__Task to complete__:
Exactly as they appear, transcribe the entries and skip any pictures.

** Extracted records follows **

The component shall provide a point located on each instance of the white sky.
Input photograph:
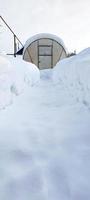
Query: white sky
(69, 19)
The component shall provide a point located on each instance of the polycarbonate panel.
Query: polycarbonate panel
(45, 42)
(44, 50)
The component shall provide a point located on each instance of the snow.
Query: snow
(45, 136)
(14, 74)
(44, 35)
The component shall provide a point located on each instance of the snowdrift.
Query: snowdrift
(74, 74)
(14, 75)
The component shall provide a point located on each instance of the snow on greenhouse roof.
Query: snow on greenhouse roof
(46, 36)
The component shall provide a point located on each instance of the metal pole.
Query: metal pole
(14, 45)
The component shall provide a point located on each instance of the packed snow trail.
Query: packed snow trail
(44, 149)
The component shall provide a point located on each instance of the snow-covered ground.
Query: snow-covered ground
(45, 135)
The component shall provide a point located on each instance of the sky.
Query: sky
(68, 19)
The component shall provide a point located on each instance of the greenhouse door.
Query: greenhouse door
(45, 56)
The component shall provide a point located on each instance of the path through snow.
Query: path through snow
(44, 150)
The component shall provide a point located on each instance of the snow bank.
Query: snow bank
(23, 73)
(5, 82)
(14, 74)
(74, 74)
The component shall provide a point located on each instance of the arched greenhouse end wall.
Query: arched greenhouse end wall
(44, 50)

** End of Extracted records **

__Written solution__:
The component shall provide a point located on each instance of the white sky.
Input photograph:
Query: white sky
(69, 19)
The component shall provide a point located on each instance of the polycarbonate panel.
Query: polycarbonate panel
(45, 42)
(44, 50)
The component shall provide a point located on each instance of the snow.
Query: snow
(45, 136)
(14, 74)
(44, 35)
The component shall provide a point located on each instance of the snowdrift.
Query: snowdrift
(74, 74)
(14, 75)
The component shall provide a point located on each instance of the snow on greenhouse roof.
Query: snow on greenhouse roof
(46, 36)
The component shall provide a point located on each instance of the metal pole.
Query: metal pole
(14, 45)
The component shall provide a point located on each instance of the packed snow trail.
Query: packed snow trail
(44, 149)
The component shall provide a point located on each instance of the snow-covered ground.
Query: snow-covered ground
(45, 135)
The component shall provide a point located on each instance of the sky.
Query: sky
(68, 19)
The component shall provide a point located on each instance of the greenhouse door.
Query: greenhouse door
(45, 56)
The component shall provide a point located on each instance of the path through snow.
Query: path through snow
(44, 150)
The component shall provide a point located on each instance of the snow bank.
Query: snow bank
(23, 73)
(5, 82)
(14, 74)
(74, 74)
The component shall provide a point located on each instance of the arched greenhouse end wall.
Query: arched greenhouse end wall
(44, 50)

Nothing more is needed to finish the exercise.